*** Begin section ***
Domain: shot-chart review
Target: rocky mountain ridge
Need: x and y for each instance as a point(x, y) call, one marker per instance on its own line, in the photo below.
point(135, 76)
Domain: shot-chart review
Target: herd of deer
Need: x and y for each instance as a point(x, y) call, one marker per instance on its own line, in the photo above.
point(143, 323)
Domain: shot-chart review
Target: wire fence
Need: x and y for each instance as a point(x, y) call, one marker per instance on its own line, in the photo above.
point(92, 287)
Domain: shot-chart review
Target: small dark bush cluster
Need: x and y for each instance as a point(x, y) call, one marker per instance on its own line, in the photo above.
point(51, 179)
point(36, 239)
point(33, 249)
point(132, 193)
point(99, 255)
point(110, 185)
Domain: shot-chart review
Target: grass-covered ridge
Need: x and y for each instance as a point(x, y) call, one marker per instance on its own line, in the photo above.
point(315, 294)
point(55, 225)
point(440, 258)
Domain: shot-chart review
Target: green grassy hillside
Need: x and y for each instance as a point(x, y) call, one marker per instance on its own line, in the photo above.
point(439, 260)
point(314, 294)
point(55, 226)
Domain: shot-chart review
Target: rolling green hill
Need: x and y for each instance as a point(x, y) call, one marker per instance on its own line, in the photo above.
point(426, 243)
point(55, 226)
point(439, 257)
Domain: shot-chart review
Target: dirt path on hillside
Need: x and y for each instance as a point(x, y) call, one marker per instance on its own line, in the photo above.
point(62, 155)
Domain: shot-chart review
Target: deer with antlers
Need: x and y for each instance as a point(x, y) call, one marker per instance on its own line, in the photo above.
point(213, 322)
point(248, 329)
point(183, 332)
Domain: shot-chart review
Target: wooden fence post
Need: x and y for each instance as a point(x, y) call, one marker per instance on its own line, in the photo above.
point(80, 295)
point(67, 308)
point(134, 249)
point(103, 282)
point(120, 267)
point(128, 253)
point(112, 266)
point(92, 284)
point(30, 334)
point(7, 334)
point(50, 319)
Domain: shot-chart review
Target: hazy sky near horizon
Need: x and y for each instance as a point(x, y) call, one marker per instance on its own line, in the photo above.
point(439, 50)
*** End section ***
**WHAT NEEDS TO BE DONE**
Transcribe all of the records above without altering anything.

**RESPONSE**
Domain: shot-chart review
Target: rocky mountain ridge
Need: x and y for each instance as a point(x, y) call, one marker per instance on its own line, in the photo below.
point(135, 76)
Domain: shot-chart review
Target: herd of deer
Need: x and y for each instance as a point(x, y) call, one marker per instance on its own line, in the photo above.
point(143, 323)
Domain: shot-chart review
Target: wire fence
Need: x and y for each instance as a point(x, y) call, one marker per instance on its own line, in the photo above.
point(92, 287)
Domain: shot-chart review
Target: small dark bush cluster
Need: x and y for each instance as a point(x, y) call, one marker per instance on its own line, in the photo above.
point(51, 179)
point(36, 239)
point(33, 249)
point(132, 193)
point(99, 255)
point(110, 185)
Domain: shot-chart review
Target: grass-covered ridge
Need: x and y for each instance as a point(x, y) call, one marker per instance on its own line, in the photo above.
point(315, 294)
point(55, 225)
point(440, 258)
Domain: shot-chart review
Target: green grassy hillside
Need: x and y for each instance as a point(x, y) call, one marker per instance on its own line, in the photo above.
point(439, 260)
point(314, 294)
point(55, 226)
Domain: shot-chart review
Target: rolling green hill
Need: x and y for each instance as a point(x, y) call, one marker per instance on its own line, in the photo above.
point(426, 243)
point(55, 226)
point(439, 257)
Domain: shot-chart review
Target: dirt path on hillside
Need: x and y for each instance as a point(x, y) call, one marker per instance on its own line, in the photo above.
point(62, 155)
Domain: shot-chart review
Target: deer with antlers
Need: x and y for each instance as a point(x, y) call, one marker per instance on its own line, in the photo above.
point(213, 322)
point(248, 329)
point(183, 332)
Domain: shot-chart review
Target: wooden fence post
Need: x and y for each instance as a point(x, y) call, one marker per instance on its own line, in the photo above.
point(80, 295)
point(67, 308)
point(134, 249)
point(103, 282)
point(120, 267)
point(128, 253)
point(112, 266)
point(92, 284)
point(30, 334)
point(7, 334)
point(50, 319)
Domain: shot-chart review
Target: hazy sky near horizon
Need: x and y for each instance as a point(x, y) call, one marker per instance on its own line, in the photo above.
point(439, 50)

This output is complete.